## Excerpt
-*-*-
Grace MacCormick reports the Wellington City Mission has helped more than 50 men move from the city’s streets into housing since the Covid Lockdown.
And the MIssion has provided five times the usual number of food parcels to families and individuals.
She says: ‘Prior to the COVID-19 Level 4 lockdown, around 160 people were living on the streets of central Wellington.
While the community as a whole faced challenges during Level 4 lockdown these challenges were magnified significantly for those that call the streets their home.
Planning needed to house the homeless
On the brink of lockdown Wellington City Missioner, Murray Edridge, began thinking about the implications of lockdown for the homeless community.
Those living rough tend to have impaired immune systems and as a consequence they become a more vulnerable population in the context of the pandemic.
Public facilities closed during Lockdown
With all public facilities closing, including public showers and toilets, it was clear that something needed to be put in place to further support the homeless community.
Mr Edridge states “What we did in response was to set up an accommodation facility by negotiating between a private landlord, central government and the Wellington City Council.
“As a consequence, we managed to establish a facility ( Te Paapori ) that now has 37 male residents in it.”
Te Paapori, on Manners Street, has 38 self-contained units, with 24/7 staffing, daily meal service, support functions and security.
Residents from the bottom floor of the Wellington Night Shelter, who were originally living and sleeping collectively, were among the first to move into this facility.
The rest of the residents came from referral from the council using their emergency housing line.
Wellington’s night shelter
(Wellington Night Shelter. Source: RNZ)
Those people who could live independently and were reasonably high functioning were often put into motel units or self-contained apartments.
Mr Edridge spoke of the support that was given to those who moved from the street into housing: “Housing isn’t just about walls and a roof over your head, it is about the ability to live successfully and to connect appropriately into the community.”
The other main focus for the City Mission during the COVID-19 period has been food distribution.
Everybody working on the Mission site is helping with the food — unloading trucks, delivering food parcels and preparing food.
“We are now preparing, packaging and delivering five times the volume we used to do before Level 4.
“More than 80% of that has been delivered to people’s homes, which has never been part of our model before” says Mr Edridge.
City Missioner Murray Edridge helping to load food boxes
Aside from those changes, the City Mission has continued with its residential accommodation services, social work and other support, albeit without face-to -face engagement.
“We have done things that six weeks ago we would not have thought possible in terms of the food we have been able to produce and get out into the community, and the housing we have offered,” Mr Edridge says.
While the City Mission has now successfully housed 51 men during the COVID-19 pandemic, it says it’s likely to increase that number in the next week with more space available in the Wellington Night Shelter.
The Mission has taken tbis over as a transitional housing service.
So where to now?
The City Mission is currently is talking to the council and central government about how the city can redesign its services now, and invest in infrastructures and facilities, so the Mission can offer the same support and accommodation in the long term.
Mr Edridge says: “The biggest blessing for us during this whole experience has been the generosity of the public.
“The hope is that after this we continue to become better at what we do, that we use technology better and we think about new ways of doing things.”
He adds that the City Mission’s challenge now is to build on what it has achieved under a state of emergency, and to take advantage of the opportunities presented.
“We started this journey with a call for kindness which was the same call the government was giving at that time.,” Says Murray Edridge.
“We have seen the genuine kindness of the community, and ultimately we hope to become a better and kinder society after this pandemic.”
-*-*-
## Data listing

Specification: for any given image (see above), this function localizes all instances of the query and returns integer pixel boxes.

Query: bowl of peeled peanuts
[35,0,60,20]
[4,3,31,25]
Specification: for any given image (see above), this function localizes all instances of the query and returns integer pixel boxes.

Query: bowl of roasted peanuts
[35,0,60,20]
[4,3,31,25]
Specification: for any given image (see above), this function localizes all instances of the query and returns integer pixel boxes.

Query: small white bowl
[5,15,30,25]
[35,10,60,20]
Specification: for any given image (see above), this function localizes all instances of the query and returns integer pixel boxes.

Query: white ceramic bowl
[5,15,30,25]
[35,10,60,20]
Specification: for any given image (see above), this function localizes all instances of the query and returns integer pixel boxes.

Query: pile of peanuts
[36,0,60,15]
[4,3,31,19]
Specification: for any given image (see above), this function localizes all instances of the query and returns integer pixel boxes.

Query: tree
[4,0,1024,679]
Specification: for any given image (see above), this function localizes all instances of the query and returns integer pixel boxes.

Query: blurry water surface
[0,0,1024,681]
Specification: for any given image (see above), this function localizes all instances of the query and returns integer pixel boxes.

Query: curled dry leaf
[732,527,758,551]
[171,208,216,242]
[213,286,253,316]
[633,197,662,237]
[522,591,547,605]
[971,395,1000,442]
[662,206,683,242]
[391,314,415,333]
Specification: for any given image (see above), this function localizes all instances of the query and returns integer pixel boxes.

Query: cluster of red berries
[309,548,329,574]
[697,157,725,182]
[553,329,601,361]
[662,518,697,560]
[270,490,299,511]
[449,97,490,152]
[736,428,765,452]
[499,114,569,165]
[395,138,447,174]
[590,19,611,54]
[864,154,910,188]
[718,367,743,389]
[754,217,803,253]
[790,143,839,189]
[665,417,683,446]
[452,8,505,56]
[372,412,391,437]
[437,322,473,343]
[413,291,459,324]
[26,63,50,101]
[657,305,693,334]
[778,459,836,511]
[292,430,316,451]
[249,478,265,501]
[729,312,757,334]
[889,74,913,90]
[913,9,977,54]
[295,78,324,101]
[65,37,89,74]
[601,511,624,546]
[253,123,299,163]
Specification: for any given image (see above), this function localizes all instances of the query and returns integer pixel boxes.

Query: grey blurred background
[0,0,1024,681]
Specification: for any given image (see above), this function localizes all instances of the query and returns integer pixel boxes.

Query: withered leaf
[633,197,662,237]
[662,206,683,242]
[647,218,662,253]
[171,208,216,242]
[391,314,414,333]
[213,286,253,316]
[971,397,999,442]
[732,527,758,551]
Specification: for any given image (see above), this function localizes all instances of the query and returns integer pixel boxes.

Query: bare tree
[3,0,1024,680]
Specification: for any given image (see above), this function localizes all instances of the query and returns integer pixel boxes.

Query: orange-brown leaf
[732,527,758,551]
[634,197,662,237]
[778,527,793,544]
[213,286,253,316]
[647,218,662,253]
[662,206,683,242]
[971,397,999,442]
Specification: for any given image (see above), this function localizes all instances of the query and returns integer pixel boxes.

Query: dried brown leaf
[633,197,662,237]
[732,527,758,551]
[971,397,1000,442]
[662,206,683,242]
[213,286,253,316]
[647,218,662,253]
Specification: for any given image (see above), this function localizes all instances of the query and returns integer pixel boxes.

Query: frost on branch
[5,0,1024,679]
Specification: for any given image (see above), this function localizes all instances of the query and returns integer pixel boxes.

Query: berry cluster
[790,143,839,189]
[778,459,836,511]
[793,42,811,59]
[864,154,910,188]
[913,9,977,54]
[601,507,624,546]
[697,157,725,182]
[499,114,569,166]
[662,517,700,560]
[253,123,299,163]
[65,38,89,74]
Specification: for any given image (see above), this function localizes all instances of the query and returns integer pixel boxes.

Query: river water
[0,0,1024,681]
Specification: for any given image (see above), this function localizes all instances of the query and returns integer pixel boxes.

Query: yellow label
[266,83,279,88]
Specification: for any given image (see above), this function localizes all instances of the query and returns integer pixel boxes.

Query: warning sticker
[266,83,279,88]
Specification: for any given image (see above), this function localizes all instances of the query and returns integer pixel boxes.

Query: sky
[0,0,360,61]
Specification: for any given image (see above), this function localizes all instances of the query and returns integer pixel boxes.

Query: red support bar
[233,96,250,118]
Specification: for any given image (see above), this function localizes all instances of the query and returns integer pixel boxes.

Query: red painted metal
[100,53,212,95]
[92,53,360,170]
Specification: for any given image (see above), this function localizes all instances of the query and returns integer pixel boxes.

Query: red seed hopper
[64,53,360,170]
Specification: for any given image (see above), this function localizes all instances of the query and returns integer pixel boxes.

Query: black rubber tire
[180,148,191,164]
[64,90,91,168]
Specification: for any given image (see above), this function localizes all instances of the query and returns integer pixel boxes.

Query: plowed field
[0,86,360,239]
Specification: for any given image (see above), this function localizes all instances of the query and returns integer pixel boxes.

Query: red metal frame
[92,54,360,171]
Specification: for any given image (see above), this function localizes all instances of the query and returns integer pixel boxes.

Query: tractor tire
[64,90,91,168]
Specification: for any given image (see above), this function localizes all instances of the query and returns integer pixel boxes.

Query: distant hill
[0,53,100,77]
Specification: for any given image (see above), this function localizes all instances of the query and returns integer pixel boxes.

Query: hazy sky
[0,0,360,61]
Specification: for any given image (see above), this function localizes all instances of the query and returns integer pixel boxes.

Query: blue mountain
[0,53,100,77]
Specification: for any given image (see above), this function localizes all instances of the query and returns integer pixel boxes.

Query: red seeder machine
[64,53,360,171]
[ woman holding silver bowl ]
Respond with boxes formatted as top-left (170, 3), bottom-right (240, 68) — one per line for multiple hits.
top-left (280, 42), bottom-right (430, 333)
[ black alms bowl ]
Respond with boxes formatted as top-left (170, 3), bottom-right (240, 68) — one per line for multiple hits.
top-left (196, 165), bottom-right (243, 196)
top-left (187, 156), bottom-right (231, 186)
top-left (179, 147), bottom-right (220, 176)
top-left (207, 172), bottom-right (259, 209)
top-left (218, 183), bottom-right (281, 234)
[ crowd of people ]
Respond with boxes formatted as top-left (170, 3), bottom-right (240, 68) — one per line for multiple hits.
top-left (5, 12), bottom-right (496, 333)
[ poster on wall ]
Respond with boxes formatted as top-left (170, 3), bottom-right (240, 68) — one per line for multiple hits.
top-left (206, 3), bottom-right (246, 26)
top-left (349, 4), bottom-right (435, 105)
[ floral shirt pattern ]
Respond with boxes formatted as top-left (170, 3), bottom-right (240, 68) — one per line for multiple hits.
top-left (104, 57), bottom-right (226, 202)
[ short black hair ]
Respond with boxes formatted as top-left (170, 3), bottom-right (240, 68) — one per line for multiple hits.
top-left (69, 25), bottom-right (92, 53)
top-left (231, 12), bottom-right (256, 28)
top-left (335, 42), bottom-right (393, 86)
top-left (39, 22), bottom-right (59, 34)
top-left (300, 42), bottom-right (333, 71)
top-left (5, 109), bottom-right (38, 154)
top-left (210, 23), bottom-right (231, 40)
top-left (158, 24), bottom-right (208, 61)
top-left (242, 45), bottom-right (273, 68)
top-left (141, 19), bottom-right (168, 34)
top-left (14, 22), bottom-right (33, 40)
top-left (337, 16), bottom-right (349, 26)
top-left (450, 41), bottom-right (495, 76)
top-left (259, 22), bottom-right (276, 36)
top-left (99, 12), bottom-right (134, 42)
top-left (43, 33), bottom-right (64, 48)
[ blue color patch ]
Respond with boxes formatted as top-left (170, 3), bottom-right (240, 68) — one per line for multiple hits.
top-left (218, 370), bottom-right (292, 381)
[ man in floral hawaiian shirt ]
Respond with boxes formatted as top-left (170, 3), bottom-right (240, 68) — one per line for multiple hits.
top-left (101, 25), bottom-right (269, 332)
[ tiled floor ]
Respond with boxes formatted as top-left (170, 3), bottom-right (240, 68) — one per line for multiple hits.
-*-*-
## Problem description
From the article on the Wellington City Mission, list every service that Te Paapori provides alongside its self-contained units.

## Response below
- 24/7 staffing
- Daily meal service
- Support functions
- Security